## AUFGABE
In welchem Vertrag wurde das Subsidiaritätsprinzip laut dem Textauszug unten verankert?

## TEXTAUSZUG
____
Diese Arbeit untersucht die Entwicklung und die verfassungsrechtliche Praxis des Subsidiaritätsprinzips der Europäischen Union in Deutschland. Sie beleuchtet den Weg des Prinzips bis zu seiner Verankerung im Vertrag von Maastricht und analysiert die Kontrollmechanismen, die Deutschland zur Verfügung stehen, um die Einhaltung des Prinzips durch die EU zu gewährleisten. Im Fokus steht die praktische Umsetzung des Prinzips und seine Effektivität als Kontrollmechanismus gegen Überregulierung durch die EU.
Welche Themen werden im Einzelnen behandelt?
Die Arbeit behandelt die historische Entwicklung des Subsidiaritätsprinzips vor und nach Maastricht, die Interpretationen des Prinzips in Gemeinschaftsnormen, die Rolle Deutschlands in der Entwicklung und Durchsetzung des Prinzips, die Kontrollmechanismen des Subsidiaritätsprinzips auf nationaler Ebene und die Effektivität der Subsidiaritätskontrolle durch Bundestag und Bundesrat.
____
## GEGEBENE ZEILEN
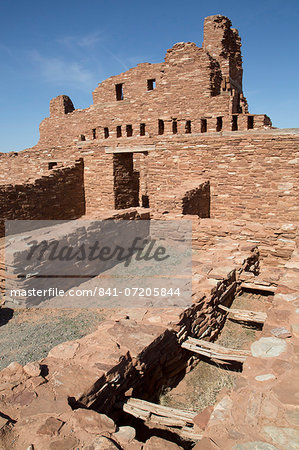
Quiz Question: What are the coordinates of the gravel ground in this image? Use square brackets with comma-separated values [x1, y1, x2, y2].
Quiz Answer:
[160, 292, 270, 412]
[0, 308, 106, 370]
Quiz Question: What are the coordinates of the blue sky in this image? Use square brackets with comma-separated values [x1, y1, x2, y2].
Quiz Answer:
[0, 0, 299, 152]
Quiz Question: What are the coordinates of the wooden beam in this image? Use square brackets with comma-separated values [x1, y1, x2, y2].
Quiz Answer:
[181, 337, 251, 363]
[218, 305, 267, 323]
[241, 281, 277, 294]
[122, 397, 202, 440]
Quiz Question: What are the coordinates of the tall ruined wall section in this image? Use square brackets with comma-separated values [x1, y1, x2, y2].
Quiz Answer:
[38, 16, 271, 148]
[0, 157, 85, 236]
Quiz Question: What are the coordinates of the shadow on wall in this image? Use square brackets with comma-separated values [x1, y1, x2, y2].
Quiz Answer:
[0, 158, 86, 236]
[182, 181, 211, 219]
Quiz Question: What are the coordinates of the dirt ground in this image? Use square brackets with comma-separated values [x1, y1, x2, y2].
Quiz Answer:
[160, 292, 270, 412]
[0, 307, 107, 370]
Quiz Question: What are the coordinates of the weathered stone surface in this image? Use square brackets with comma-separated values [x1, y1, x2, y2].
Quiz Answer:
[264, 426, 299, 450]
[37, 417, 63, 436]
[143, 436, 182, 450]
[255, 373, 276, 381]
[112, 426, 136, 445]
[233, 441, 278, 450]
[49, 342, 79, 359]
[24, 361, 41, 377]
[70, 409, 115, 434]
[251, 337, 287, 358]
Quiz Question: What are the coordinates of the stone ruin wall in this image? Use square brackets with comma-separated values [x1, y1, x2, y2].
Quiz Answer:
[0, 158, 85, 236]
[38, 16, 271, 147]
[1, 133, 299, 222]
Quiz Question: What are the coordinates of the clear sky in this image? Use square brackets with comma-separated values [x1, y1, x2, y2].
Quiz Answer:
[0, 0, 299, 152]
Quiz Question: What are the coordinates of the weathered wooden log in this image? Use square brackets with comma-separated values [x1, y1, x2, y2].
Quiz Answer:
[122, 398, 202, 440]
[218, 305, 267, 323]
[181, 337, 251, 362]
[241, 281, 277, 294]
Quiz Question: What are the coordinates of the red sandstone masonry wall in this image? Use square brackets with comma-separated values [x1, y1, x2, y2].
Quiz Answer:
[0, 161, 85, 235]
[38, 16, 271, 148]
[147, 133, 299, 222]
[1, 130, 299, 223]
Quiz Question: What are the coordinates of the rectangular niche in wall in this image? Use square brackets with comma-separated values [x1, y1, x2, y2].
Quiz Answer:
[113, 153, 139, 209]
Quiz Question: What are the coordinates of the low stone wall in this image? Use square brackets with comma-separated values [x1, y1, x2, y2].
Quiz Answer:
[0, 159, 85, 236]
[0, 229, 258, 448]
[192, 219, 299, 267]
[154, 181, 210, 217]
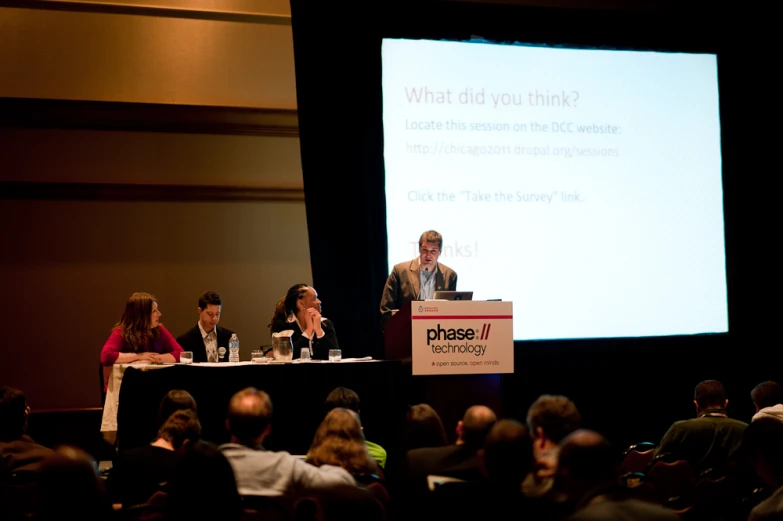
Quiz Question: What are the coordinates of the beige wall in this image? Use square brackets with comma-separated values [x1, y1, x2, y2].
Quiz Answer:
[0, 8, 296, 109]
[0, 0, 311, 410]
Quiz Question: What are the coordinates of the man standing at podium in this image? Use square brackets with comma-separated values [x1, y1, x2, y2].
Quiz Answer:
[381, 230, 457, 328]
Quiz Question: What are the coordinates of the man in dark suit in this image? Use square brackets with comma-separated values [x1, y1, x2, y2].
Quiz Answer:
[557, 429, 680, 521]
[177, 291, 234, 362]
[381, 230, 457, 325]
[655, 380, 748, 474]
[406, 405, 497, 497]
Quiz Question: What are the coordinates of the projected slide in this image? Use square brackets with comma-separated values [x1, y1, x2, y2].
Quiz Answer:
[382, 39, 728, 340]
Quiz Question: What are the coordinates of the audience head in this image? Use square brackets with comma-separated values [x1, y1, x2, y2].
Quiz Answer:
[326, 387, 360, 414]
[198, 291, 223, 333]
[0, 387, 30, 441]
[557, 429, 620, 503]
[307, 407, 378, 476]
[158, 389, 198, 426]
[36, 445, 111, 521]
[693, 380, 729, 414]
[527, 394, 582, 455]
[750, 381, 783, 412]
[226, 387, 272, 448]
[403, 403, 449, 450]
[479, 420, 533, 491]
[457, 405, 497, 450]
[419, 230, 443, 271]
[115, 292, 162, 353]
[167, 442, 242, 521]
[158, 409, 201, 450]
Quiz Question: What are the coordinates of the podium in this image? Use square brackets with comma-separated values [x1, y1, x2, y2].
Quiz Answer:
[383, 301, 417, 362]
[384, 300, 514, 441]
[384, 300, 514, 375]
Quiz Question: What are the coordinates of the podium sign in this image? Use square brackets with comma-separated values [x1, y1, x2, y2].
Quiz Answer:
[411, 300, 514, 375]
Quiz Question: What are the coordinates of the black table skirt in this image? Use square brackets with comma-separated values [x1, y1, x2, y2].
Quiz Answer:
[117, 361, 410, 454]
____
## LÖSUNG
Im Vertrag von Maastricht.